### Excerpt
********************

A Second Chance at Life: Marriage, Fatherhood, and Full Recovery

Narconon
Photo by Maksym Belchenko/Shutterstock.com
 

Growing up in Louisiana, the “Sooner State”, I had a very typical childhood―parents that provided for us, school, football―a very good life. One of my best memories of that time is playing on football teams coached by my dad.

The problem with drugs started in high school when a buddy got into a car accident and was prescribed opiate painkillers. He said that they made him feel good and gave me some to try. Thinking they were just medicine and no big deal, I took some.

Unfortunately, that led to drug addiction and all that goes with it. I lost jobs, scraping by in life begging for money, destroying relationships, bouncing around from my mother to my father to my grandmother.

I tried a number of 12-step programs, but these were not what I needed and they did not work for me. At that point my parents took charge. I had a brother who had done the Narconon drug rehab program a few years earlier and succeeded in handling his addiction, so my parents told me I was going there.

I did not want to go at first, but when I arrived the staff were very friendly and helpful and I decided to give it a try. And it was perfect for me.

Some of my biggest wins were getting through withdrawal and feeling much better at the end, and then doing the sauna portion of the program and feeling healthy physically and with much improved mental clarity. I was no longer a prisoner in my own body and mind to a substance. I was free to be a normal person.

********************

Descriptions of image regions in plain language

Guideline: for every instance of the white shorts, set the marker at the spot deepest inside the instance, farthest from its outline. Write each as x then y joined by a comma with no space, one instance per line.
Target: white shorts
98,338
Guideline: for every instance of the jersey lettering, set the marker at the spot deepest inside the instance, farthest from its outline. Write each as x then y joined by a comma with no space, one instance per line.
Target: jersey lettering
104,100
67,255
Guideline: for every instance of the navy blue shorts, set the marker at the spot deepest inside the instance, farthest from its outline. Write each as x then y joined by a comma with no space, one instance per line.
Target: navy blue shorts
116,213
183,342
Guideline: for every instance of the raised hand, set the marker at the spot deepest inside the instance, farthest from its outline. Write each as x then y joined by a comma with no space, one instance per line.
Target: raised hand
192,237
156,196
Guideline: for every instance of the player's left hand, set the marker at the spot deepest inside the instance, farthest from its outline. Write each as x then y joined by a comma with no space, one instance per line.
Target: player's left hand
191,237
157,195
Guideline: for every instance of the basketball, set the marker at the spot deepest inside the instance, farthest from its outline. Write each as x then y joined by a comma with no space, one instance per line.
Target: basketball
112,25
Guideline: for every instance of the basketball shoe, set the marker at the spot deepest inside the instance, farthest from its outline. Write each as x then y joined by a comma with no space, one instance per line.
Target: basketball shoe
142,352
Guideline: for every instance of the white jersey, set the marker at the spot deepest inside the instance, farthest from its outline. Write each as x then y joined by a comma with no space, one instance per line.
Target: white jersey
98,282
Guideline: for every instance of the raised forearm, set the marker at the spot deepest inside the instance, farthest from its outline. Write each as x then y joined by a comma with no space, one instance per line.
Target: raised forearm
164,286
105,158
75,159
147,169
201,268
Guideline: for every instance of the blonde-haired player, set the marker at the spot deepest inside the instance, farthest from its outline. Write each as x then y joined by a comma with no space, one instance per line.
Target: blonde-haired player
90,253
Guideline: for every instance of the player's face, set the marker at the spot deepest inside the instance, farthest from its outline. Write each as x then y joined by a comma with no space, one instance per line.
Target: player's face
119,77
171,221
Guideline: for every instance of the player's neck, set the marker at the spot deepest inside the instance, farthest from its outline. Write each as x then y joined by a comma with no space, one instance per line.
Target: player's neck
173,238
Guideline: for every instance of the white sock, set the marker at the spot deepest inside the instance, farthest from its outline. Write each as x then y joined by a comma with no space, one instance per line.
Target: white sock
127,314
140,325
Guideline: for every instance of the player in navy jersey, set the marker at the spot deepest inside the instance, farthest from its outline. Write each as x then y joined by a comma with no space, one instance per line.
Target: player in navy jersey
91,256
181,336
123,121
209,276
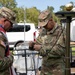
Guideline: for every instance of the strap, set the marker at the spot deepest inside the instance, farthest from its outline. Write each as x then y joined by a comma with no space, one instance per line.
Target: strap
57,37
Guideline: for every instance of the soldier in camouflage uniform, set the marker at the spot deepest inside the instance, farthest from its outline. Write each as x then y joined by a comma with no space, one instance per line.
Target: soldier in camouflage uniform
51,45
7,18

********************

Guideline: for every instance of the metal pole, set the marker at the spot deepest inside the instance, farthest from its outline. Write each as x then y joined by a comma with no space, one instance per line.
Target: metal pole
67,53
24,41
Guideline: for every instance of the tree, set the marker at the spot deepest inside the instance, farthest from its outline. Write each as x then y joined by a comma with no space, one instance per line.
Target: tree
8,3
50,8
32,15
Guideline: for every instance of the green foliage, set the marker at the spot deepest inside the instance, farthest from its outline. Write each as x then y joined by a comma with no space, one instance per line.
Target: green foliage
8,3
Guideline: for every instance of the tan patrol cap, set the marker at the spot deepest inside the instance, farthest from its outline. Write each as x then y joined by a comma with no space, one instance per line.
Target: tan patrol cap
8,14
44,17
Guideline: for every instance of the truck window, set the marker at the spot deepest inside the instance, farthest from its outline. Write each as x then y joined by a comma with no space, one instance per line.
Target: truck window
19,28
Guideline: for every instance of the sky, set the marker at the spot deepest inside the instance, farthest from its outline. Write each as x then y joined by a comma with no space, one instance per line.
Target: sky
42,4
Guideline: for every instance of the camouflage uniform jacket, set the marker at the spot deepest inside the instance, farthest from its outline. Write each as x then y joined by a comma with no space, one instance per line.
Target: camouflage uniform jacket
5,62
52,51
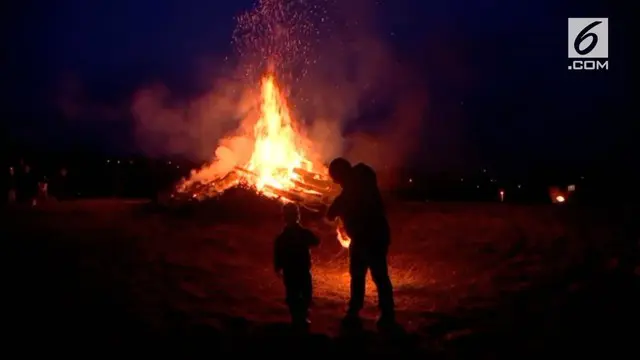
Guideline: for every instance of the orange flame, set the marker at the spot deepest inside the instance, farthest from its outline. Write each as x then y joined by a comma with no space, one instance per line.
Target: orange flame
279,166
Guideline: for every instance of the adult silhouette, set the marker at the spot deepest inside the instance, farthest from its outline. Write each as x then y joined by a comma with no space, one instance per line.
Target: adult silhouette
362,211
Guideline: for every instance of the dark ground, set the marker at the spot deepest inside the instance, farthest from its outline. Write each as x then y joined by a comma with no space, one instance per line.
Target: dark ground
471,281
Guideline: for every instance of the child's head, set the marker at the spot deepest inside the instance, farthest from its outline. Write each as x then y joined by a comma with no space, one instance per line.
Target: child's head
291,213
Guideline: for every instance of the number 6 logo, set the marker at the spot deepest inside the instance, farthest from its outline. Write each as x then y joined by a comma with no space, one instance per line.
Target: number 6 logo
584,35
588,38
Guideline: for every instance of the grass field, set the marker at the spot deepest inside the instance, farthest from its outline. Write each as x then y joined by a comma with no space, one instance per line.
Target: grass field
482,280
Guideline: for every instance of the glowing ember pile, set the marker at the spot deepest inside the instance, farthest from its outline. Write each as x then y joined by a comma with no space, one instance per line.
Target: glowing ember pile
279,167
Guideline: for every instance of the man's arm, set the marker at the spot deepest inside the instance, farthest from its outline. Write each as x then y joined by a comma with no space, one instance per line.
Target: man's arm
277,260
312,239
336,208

********************

### Work item
Extend the recovery story from the point where it stops. You can leave out the entries; they aren't needed for anything here.

### Result of the exercise
I was looking forward to starting over and fixing everything and I succeeded in doing this. The first thing I did was help others by joining staff at the Narconon center where I worked for a year and a half, becoming an expert in getting new arrivals to the center through withdrawal and onto the rest of the program.

“I have great relations with my family, and am a productive member of society with a job as superintendent of a construction company.”

I went on from there to get married and my wife and I just had a beautiful baby girl who is 5 ½ weeks old. I have great relations with my family, and am a productive member of society with a job as superintendent of a construction company.

My advice to others who have a substance abuse problem is simple: it works even if you don’t at first want to go. It just takes the decision to do it.